=== Section Start ===

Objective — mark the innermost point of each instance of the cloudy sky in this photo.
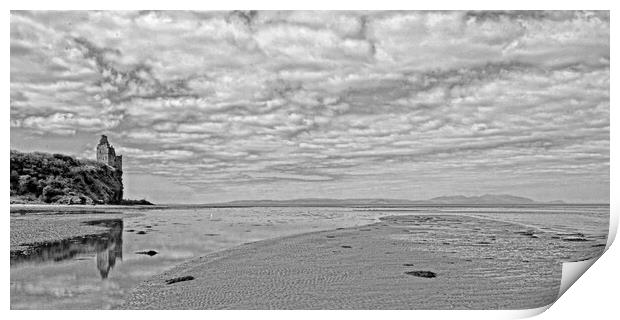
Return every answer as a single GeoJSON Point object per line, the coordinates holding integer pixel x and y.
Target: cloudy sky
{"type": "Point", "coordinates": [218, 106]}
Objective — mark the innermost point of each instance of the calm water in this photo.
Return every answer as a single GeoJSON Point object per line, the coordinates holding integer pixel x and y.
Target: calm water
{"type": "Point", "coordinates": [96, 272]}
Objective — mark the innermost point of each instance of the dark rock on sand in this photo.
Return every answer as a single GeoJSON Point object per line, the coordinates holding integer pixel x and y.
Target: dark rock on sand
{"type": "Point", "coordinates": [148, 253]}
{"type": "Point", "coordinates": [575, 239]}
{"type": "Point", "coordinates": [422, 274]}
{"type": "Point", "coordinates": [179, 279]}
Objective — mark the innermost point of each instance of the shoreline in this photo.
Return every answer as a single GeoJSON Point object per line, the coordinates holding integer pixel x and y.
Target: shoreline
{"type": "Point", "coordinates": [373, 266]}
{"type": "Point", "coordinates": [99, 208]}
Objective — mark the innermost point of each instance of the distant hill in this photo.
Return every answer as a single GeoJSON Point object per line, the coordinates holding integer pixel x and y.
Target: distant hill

=== Section End ===

What is needed is an exact copy of the entries above, with no images in it.

Objective — mark the innermost point of each instance of the cloudy sky in this photo.
Return every answer as a single GeoJSON Point object per line, the coordinates holding integer pixel x and y.
Target: cloudy sky
{"type": "Point", "coordinates": [218, 106]}
Objective — mark the innermost point of each instance of the calm water in this photo.
Return every answer as a single GeoJSON Point object per line, the coordinates holding integer pixel x and y.
Target: calm water
{"type": "Point", "coordinates": [96, 272]}
Objective — mark the innermost point of each instance of the dark rock on sand in this photo.
Return every answer as a single GeoJSON Point object per line, the coordinates holding integer pixel x and y.
Target: dark rock on sand
{"type": "Point", "coordinates": [148, 253]}
{"type": "Point", "coordinates": [575, 239]}
{"type": "Point", "coordinates": [422, 274]}
{"type": "Point", "coordinates": [179, 279]}
Objective — mark the innermost point of each instance of the shoreline in this photo.
Return every answer as a single GeoJSON Point object per line, the coordinates holding integer pixel x and y.
Target: shoreline
{"type": "Point", "coordinates": [373, 266]}
{"type": "Point", "coordinates": [99, 208]}
Objective — mark the innermost point of each instance of the distant hill in this photo.
Return every answer as a single GeoJSON Point object per line, the coordinates holding integer pixel x and y.
Target: distant hill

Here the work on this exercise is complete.